_Source passage_

The Geneva Naval Conference was a conference held to discuss naval arms limitation, held in Geneva, Switzerland, from 20 June to 4 August in 1927. The aim of the conference was to extend the existing limits on naval construction which had been agreed in the Washington Naval Treaty. The Washington Treaty had limited the construction of battleships and aircraft carriers, but had not limited the construction of cruisers, destroyers or submarines.

==Background==
In February 1927, President Calvin Coolidge issued a call to the Big Five Powers to meet in Geneva to confront the issue of naval rivalries, as a result of discussions about naval arms limitations at League of Nations disarmament meetings. Britain and Japan accepted the invitation, but France and Italy (the other nations which had signed the Washington Treaty) declined.

The Washington Treaty had defined a ratio of 5:5:3:1.75:1.75 in the strength of capital ships (battleships and battlecruisers) between Britain, the United States, Japan, France, and Italy respectively. The USA sought to use the Geneva conference to extend this ratio to smaller craft, allowing both Britain and themselves cruisers with a total displacement of 300,000 tons, with the Japanese allowed 180,000 tons. At the same time, the USA wanted to avoid further restrictions on the sizes of individual ships.

==Negotiations==
Under the Washington Treaty, each nation was allowed to build cruisers of up to 10,000 tons displacement carrying 8-inch guns. In practice this had also become a minimum figure, with navies competing to design cruisers of exactly 10,000 tons displacement. The US's negotiating position, on which it was unwilling to compromise, was a plan to build 25 heavy cruisers of 10,000 tons displacement (250,000 tons total).

Britain, by contrast, was prepared to accept parity with the US in its cruiser fleet, so long as the Royal Navy was able to maintain the very large cruiser force, if necessary of smaller and cheaper ships, which it felt was necessary to protect the long trade routes and imperial commitments of the British Empire. Britain proposed the reduction of the 10,000-ton and 8-inch limit for newly constructed cruisers. The British estimated they needed 70 cruisers totalling 560,000 tons displacement (i.e. averaging 8,000 tons each), almost twice the total tonnage of the American proposal.

_Tasks to carry out_
1. In the Geneva Naval Conference passage, why did Britain want to keep a very large cruiser force, even if it meant smaller and cheaper ships? Answer in one to three sentences.
2. According to the Geneva Naval Conference passage, which two signatories of the Washington Treaty declined Coolidge's invitation?
3. Write a continuation of the Geneva Naval Conference passage, starting after its final sentence.

_Extracted information_
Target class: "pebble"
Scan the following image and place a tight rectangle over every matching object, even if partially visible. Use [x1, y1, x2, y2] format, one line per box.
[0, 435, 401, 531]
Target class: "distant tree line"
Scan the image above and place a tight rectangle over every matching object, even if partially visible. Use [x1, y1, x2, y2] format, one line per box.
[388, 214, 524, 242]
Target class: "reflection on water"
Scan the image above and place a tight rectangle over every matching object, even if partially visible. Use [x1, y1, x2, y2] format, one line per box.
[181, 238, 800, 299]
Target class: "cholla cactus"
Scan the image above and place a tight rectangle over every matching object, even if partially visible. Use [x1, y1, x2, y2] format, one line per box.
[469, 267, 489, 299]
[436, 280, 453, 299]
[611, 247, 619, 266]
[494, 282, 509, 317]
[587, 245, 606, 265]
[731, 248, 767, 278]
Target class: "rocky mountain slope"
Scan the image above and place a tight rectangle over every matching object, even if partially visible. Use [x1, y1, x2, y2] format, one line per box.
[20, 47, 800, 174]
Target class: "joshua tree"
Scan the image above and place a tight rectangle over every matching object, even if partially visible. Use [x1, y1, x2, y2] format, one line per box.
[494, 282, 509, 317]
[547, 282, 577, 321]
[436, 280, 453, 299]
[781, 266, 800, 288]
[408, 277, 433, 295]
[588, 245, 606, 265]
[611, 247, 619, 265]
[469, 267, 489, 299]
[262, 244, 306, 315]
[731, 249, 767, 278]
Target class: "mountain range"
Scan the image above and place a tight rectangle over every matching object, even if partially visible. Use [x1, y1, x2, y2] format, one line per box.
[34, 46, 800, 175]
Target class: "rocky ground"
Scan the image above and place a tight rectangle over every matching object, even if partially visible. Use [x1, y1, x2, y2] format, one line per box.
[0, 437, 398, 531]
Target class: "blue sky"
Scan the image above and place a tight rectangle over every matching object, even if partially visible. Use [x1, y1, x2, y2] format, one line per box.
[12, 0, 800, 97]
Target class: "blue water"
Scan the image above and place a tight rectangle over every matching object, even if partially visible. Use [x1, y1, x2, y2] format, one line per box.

_Task results_
1. Britain considered a very large cruiser force necessary to protect the British Empire's long trade routes and imperial commitments. To reach that number, it was willing to build smaller and cheaper ships, and it proposed lowering the 10,000-ton and 8-inch limit for new cruisers.

2. France and Italy.

3.
The principal Japanese concern was to avoid a repetition of the 5:5:3 ratio. The Japanese naval staff felt that a fleet 70% the size of that of the US was the minimum required to win a war against the US. Since the 70% ratio had not been achieved with battleships, it was particularly important to retain it for cruisers. However, since the British and American delegations were unable to reach agreement, Japanese objections were not crucial to the failure of the summit.

In the end, the participants at the conference failed to reach a binding agreement regarding the distribution of naval tonnage.

==Impact==
The question of limitations on cruiser tonnage was raised again at the London Naval Conference of 1930, resulting in the London Naval Treaty. The London Conference succeeded where Geneva failed, with the US being permitted a larger number of heavy cruisers than Britain, but Britain being permitted a larger number of light cruisers. Agreement was reached in part because the British and US delegations recognized a greater shared interest and the need to cut government expenditure as a result of the Wall Street Crash of 1929. These events focused minds on the need to reach an agreement.